Extracted records START

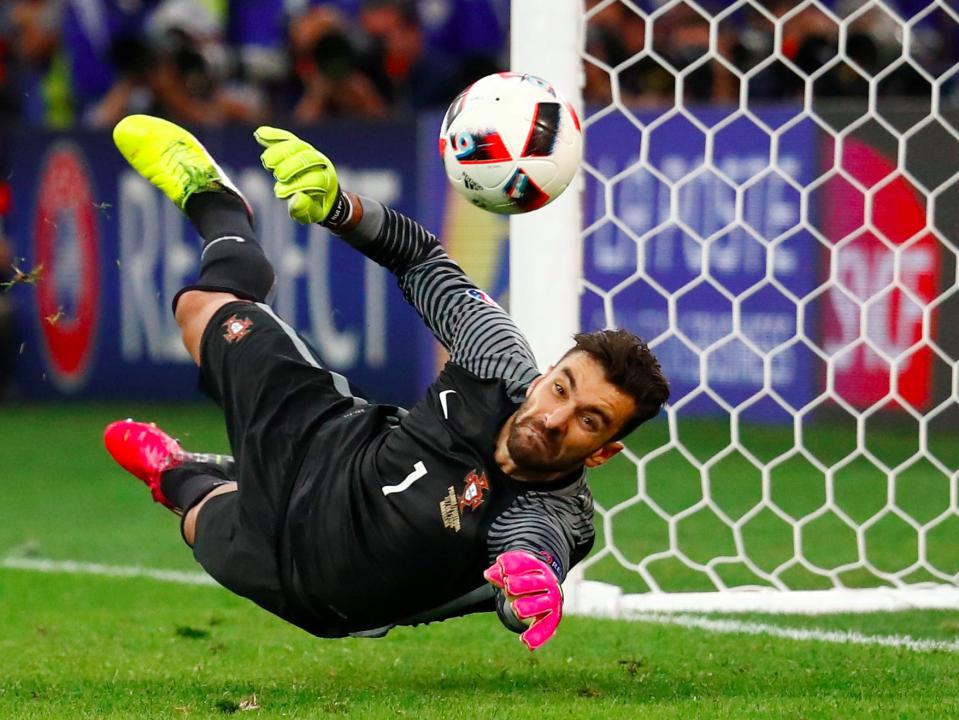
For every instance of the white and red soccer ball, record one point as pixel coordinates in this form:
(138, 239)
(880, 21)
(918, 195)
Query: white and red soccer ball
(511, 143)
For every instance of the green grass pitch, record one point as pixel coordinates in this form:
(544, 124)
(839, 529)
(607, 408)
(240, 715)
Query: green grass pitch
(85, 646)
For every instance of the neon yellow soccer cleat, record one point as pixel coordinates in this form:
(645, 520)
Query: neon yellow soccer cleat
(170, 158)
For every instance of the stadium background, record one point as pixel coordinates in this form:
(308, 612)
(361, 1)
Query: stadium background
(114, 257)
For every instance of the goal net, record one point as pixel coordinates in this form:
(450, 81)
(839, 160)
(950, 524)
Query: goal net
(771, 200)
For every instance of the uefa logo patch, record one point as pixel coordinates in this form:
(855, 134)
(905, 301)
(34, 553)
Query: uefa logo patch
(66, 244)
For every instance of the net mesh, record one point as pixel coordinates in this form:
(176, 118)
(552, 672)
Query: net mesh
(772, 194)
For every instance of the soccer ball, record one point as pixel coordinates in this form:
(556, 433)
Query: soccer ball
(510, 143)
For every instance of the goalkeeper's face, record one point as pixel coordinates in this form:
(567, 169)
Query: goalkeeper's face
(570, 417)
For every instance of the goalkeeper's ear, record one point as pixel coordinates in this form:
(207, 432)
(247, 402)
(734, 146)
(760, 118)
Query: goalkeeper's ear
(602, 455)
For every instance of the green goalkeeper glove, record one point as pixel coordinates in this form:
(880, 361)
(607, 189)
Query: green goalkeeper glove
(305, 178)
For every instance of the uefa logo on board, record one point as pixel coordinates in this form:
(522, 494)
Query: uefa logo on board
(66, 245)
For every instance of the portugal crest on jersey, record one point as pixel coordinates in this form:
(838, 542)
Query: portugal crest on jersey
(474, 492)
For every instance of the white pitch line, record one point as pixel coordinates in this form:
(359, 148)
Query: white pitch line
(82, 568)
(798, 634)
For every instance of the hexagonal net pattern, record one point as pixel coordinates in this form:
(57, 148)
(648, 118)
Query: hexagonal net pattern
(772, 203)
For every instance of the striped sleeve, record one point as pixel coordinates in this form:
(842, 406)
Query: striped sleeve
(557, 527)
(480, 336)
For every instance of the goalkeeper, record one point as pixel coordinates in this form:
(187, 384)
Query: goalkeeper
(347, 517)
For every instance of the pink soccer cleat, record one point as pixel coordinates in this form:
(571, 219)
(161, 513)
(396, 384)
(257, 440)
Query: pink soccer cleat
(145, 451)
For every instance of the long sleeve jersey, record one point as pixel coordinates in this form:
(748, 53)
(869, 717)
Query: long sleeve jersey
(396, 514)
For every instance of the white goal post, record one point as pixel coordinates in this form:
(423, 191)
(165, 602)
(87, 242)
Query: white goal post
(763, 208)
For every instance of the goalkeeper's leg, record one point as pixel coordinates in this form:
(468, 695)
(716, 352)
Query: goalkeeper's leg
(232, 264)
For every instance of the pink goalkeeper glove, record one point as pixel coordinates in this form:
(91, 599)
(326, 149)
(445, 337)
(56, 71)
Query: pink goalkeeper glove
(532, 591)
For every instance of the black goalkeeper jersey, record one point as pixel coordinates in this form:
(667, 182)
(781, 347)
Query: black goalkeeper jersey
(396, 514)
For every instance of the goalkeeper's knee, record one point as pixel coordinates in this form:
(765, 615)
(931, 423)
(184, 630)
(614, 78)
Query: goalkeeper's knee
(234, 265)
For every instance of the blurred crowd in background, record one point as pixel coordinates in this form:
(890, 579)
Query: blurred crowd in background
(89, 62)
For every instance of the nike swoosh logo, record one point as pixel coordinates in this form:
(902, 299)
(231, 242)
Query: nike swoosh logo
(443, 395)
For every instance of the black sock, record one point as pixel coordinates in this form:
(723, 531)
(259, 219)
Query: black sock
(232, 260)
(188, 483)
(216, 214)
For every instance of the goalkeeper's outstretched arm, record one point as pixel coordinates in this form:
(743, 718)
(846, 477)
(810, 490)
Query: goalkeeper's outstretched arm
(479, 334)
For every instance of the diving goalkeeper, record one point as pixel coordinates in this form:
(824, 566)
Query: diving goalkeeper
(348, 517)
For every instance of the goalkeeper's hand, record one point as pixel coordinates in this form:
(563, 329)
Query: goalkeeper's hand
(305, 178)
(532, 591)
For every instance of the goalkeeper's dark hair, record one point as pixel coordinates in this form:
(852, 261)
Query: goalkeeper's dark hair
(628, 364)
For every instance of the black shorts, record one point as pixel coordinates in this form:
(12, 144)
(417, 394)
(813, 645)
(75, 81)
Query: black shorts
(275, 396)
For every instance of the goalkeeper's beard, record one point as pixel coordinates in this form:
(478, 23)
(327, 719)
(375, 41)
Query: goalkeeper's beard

Extracted records END
Extracted records START

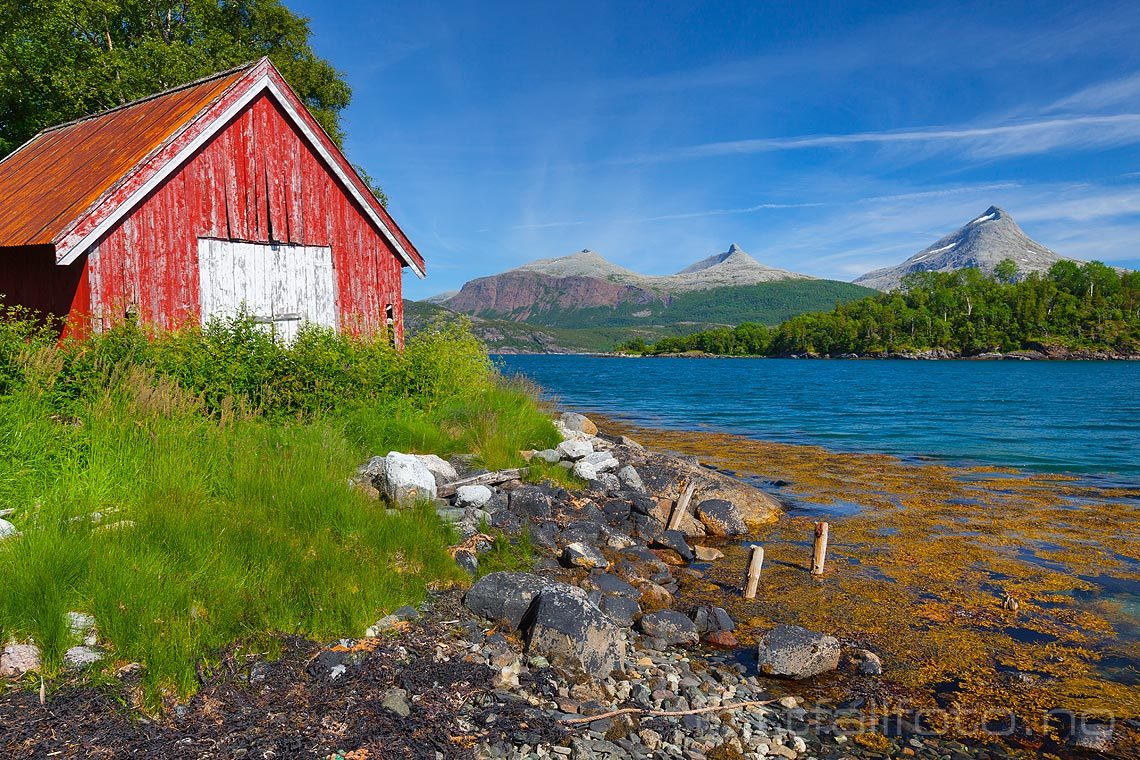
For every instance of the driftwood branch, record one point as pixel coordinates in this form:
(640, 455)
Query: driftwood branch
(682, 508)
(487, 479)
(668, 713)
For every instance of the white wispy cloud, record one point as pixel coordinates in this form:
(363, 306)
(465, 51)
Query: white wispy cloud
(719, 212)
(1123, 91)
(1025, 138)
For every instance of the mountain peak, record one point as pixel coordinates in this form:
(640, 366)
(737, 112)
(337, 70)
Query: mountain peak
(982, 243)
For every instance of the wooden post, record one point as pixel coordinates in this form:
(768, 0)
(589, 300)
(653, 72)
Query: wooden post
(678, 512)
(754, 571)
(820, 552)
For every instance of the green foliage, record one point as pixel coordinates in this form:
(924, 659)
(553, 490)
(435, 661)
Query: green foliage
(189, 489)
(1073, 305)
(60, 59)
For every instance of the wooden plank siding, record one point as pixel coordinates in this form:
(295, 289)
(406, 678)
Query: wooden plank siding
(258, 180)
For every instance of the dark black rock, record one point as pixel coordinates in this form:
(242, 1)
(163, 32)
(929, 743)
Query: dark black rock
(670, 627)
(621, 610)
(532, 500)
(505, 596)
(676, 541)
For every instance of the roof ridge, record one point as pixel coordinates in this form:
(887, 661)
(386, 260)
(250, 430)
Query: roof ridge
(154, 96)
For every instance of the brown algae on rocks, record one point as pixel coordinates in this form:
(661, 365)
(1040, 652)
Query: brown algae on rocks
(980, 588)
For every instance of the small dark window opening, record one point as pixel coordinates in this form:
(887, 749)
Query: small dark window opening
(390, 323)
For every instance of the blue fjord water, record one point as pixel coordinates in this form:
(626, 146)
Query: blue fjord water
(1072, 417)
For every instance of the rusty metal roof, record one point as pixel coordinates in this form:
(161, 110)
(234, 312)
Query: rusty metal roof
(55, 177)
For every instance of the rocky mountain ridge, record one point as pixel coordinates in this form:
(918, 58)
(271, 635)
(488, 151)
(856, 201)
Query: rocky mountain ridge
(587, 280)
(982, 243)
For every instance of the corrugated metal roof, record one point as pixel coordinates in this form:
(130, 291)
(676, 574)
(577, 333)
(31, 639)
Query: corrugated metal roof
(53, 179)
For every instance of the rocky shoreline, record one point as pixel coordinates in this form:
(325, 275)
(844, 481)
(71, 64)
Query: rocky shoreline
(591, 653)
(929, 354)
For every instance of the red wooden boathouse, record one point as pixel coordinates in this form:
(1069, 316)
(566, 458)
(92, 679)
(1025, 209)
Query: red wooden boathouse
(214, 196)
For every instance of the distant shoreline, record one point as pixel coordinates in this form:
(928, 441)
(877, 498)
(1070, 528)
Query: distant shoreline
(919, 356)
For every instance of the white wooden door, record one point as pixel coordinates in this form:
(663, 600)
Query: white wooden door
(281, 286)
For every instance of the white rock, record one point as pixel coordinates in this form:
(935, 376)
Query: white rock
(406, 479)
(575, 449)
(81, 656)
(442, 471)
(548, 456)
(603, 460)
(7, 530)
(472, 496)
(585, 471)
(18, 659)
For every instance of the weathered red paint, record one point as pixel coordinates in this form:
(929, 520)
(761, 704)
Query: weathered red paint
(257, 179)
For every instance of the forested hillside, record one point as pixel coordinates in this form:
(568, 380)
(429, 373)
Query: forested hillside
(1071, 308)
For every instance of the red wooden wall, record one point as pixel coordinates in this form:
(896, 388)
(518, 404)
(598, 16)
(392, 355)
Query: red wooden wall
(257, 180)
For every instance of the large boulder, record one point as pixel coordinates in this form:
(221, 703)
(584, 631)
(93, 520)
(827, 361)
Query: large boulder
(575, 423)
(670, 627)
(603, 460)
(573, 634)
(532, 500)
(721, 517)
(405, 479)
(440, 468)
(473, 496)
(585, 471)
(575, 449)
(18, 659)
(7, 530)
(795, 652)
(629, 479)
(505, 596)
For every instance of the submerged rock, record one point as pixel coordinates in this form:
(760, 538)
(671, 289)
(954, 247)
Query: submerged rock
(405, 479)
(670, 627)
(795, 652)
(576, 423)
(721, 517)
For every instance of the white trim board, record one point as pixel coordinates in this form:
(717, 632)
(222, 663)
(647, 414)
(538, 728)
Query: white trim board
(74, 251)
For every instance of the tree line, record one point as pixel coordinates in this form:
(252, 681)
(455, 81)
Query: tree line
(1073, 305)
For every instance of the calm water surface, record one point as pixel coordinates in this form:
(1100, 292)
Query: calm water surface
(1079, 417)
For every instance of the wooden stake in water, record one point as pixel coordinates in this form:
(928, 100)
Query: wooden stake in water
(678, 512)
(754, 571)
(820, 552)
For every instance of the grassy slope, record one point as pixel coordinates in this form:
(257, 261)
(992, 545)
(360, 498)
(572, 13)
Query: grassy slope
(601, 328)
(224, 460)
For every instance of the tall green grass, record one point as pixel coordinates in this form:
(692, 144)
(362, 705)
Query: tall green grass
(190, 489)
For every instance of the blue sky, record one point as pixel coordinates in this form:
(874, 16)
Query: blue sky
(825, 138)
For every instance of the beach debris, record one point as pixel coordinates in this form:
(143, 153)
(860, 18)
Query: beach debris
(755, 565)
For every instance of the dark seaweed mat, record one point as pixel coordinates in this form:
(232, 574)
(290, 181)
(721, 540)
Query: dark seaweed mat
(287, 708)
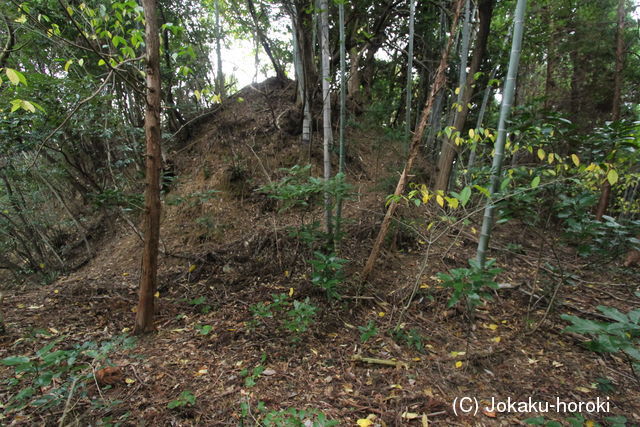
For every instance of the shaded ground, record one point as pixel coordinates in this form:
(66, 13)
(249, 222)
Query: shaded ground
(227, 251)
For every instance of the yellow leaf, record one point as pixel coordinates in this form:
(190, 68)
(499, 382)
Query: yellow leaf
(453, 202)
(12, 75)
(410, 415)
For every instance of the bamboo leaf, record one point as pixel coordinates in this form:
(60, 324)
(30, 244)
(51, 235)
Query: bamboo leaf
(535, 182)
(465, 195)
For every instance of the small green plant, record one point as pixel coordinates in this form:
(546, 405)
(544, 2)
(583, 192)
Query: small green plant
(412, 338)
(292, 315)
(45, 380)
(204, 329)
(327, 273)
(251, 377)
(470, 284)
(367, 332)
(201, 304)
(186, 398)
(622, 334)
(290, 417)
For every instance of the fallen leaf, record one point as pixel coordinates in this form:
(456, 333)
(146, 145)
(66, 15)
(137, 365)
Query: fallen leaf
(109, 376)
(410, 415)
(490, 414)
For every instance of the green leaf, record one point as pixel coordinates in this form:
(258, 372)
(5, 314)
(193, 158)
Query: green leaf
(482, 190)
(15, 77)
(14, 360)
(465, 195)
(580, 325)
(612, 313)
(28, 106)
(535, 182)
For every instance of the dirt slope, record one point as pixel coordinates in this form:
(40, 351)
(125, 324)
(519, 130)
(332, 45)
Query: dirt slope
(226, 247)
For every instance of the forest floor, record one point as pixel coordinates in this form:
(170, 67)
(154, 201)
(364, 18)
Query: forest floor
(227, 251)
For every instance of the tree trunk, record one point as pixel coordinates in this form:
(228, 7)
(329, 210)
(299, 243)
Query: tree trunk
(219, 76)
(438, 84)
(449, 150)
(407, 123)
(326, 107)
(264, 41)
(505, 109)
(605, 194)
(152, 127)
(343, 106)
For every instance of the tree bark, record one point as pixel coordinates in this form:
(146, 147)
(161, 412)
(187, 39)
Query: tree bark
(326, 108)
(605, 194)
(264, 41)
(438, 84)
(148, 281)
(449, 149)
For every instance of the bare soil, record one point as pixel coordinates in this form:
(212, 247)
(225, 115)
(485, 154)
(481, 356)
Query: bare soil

Extracted records END

#### [Work item]
All lines of the records containing "soil" should be shown.

#### [Result]
For every instance of the bare soil, record one point as pixel coordinates in this form:
Query: bare soil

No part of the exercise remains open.